- Given passage

━━━━━━━━

On Tue, Oct 30, 2018 at 7:37 AM Baoquan He <bhe@redhat.com> wrote:
>
> On 10/29/18 at 04:07pm, Bhupesh Sharma wrote:
> > I am sorry, I understand that the commit log is a bit long and
>
> Yes, it's too long. Please summarize well so that it can save reviewers'
> time.

I have tried to include all the points in the log which might be
relevant to folks (there
are user-space utility maintainers in Cc as well) who might not be
aware of complete
background on this (especially the kernel side of the things), while I
am discussing the
user-space changes with them :)

> > probably this part
> > is not easy to infer. Currently, I see that the 'makedumpfile' utility
> > is broken with newer kernels
> > (I tested on 4.19-rc8+) as we KCORE_REMAP  was added to recent kernels
> > thus leading to an additional section in kcore.
> > [see <http://lists.infradead.org/pipermail/kexec/2018-October/021769.html>
> > for details].
>
> Why it's broken? Have you investigated and figured out why it's broken?
> If fix, what patch will it look like? Does the patch prove it's not
> worth using the current way?
>
> Have you thought about this in advance? Or still like before, you said
> on arm64 you found different boards have different behaviour, then
> makedumpfile maintainer Kazu said he investigated and found it may be
> caused by KALSR. This time, for this KCORE_REMAP adding, can you help to
> investigate further and give an answer to the issue you found and
> raised?

Ofcourse, the patchset which added vmcoreinfo into kcore was discussed
and it was agreed that this was a better approach to move forward and hence
accepted in mainline.

Regarding the makedumpfile issue, I have already provided a detailed
reply to Kazu (you are Cc'ed on the thread) and also proposed a
makedumpfile approach which
reads the 'page_offset_base' value from kcore (using the kernel
interface provided by this patch),
[on which you are Cc'ed as well]:

[1]. https://www.spinics.net/lists/kexec/msg21717.html
[2]. https://www.spinics.net/lists/kexec/msg21722.html

Again I think we are discussing on a wrong tangent here. The idea is
not limited to only makedumpfile - it
affects other user-space utilities (like crash) which are used for
live debugging a running kernel.

> > The details of the makedumpfile utility can be seen via the man page
> > [MAKEDUMPFILE(8)],
> > but in short it tries to make a small DUMPFILE by compressing dump
> > data or by excluding
> > unnecessary pages for analysis, or both.
> >
> > However the bigger problem is how we export machine specific details
> > from kernel-space
> > to user-land in a standardized way. As I mentioned in brief in the git
> > log, I was seeing
> > issues when I upgrade kernels or try to bring up user-space utilities
> > on newer hardware,
> > as currently we use different (and often flaky approaches) to
> > calculate machine specific details in
> > user-space code as there used to be lack of a clear ABI between the
> > kernel and user-space on how
> > machine specific details would be shared.

━━━━━━━━

- Dataset

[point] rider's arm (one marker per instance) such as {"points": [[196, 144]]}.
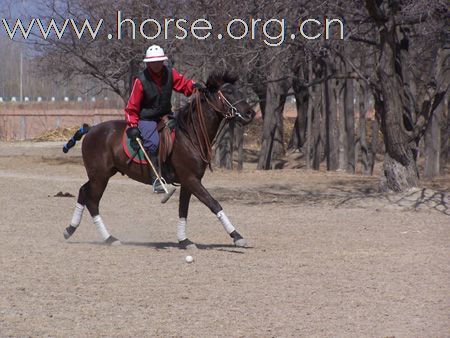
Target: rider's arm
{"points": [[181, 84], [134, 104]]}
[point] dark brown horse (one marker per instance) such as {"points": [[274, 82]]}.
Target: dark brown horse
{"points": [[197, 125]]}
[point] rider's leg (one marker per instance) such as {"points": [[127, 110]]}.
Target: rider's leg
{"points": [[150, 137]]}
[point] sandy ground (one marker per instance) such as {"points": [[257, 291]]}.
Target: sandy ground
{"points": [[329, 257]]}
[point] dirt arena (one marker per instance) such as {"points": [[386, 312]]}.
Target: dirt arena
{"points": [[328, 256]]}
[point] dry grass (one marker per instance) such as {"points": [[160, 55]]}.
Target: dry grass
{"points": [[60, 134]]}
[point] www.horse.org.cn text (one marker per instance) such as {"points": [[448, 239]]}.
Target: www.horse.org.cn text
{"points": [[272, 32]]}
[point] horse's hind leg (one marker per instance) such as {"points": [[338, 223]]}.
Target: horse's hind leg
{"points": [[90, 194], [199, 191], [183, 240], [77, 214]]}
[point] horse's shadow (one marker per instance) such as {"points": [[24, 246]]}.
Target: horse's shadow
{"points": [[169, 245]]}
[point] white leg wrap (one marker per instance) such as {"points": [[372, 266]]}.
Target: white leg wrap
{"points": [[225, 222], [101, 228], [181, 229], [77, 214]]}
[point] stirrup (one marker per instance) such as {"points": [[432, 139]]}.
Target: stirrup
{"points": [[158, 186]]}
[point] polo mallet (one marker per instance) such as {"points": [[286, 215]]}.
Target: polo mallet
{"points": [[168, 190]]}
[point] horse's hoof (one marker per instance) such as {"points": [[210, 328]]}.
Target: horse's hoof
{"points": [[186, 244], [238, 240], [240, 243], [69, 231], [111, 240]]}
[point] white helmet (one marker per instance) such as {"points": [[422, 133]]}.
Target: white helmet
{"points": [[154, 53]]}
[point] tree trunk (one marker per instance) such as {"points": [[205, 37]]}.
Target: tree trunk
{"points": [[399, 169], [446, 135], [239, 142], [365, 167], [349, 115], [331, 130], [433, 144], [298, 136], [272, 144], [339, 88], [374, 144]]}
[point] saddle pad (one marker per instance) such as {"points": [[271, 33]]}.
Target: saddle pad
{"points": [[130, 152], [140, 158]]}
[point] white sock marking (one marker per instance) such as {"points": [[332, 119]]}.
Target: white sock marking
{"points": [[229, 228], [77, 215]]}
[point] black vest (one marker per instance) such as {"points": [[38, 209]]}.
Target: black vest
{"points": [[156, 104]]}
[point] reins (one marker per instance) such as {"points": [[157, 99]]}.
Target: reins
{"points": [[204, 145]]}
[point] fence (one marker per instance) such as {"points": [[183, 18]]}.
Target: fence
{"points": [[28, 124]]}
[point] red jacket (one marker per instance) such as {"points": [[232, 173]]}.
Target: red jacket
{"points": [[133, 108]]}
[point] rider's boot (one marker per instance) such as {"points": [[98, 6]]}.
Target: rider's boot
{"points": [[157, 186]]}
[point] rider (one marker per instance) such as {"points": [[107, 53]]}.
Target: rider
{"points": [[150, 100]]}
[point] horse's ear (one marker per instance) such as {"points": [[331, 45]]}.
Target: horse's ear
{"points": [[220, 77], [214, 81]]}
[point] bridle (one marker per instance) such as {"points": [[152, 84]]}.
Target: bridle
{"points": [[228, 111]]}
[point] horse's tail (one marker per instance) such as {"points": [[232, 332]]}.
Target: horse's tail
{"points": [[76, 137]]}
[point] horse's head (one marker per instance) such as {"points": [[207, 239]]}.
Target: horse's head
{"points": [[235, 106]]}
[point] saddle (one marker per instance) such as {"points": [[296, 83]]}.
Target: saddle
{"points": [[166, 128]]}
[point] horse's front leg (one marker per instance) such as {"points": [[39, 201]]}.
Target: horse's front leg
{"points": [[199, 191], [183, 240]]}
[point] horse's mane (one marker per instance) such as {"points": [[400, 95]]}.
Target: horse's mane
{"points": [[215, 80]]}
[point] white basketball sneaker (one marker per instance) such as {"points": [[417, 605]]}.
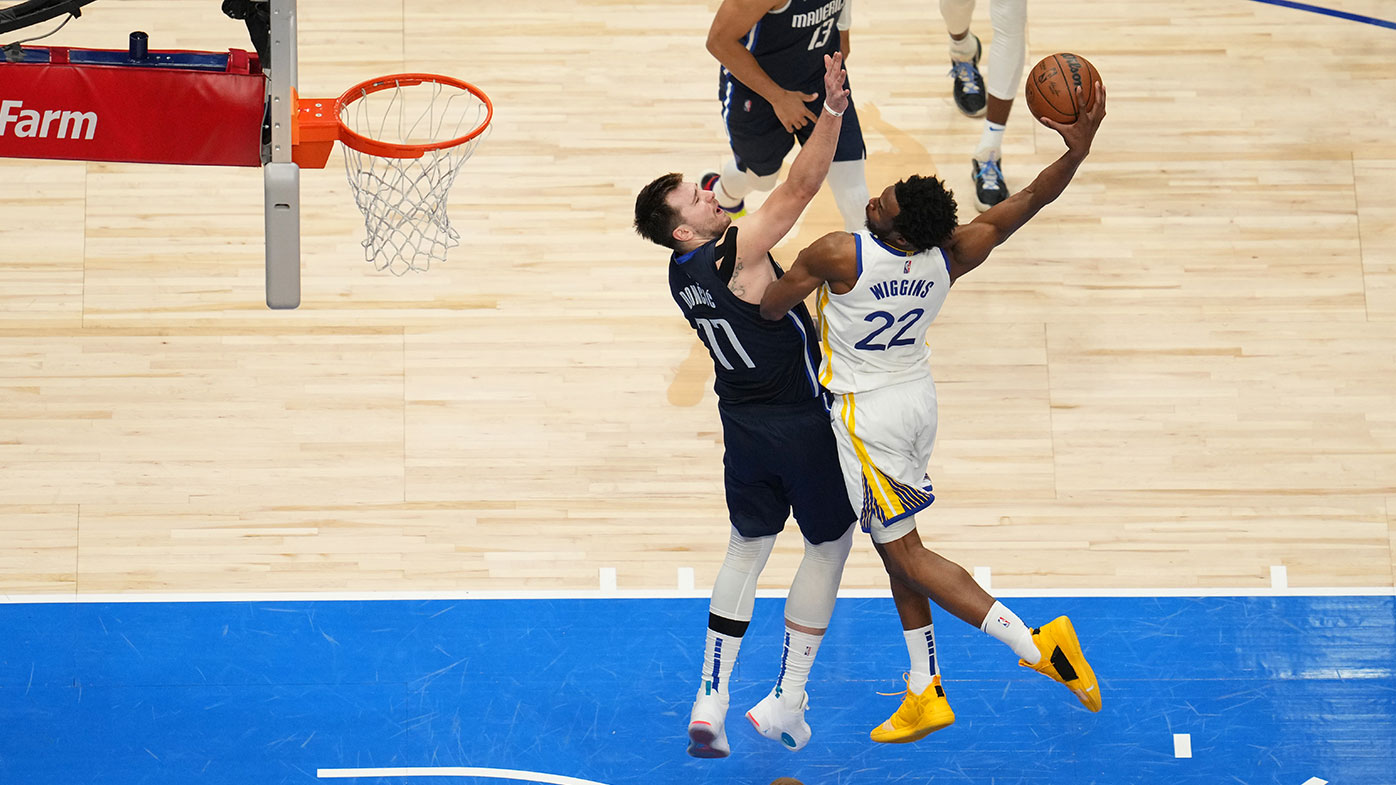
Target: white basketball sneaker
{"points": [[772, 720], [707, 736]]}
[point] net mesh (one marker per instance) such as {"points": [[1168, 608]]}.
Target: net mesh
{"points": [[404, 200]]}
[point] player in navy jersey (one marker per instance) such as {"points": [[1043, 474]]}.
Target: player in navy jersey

━━━━━━━━

- Required tasks
(a) Answer these questions using the kcore thread:
(i) On which kernel version did the tester find the 'makedumpfile' utility broken?
(ii) Which value does the proposed makedumpfile approach read from kcore?
(iii) Besides makedumpfile, which user-space utility is named as affected?
(b) Translate this sentence from the kcore thread into Spanish: "The idea is not limited to only makedumpfile - it affects other user-space utilities (like crash) which are used for live debugging a running kernel."
(c) From the kcore thread, set down the text word for word. Begin at the words "[1]. https://www.spinics.net/lists/kexec/msg21717.html" and stop after "a running kernel.".

- The replies
(a)
(i) 4.19-rc8+
(ii) 'page_offset_base'
(iii) crash

(b) La idea no se limita solo a makedumpfile: afecta a otras utilidades de espacio de usuario (como crash) que se usan para depurar en vivo un kernel en ejecución.

(c)
[1]. https://www.spinics.net/lists/kexec/msg21717.html
[2]. https://www.spinics.net/lists/kexec/msg21722.html

Again I think we are discussing on a wrong tangent here. The idea is
not limited to only makedumpfile - it
affects other user-space utilities (like crash) which are used for
live debugging a running kernel.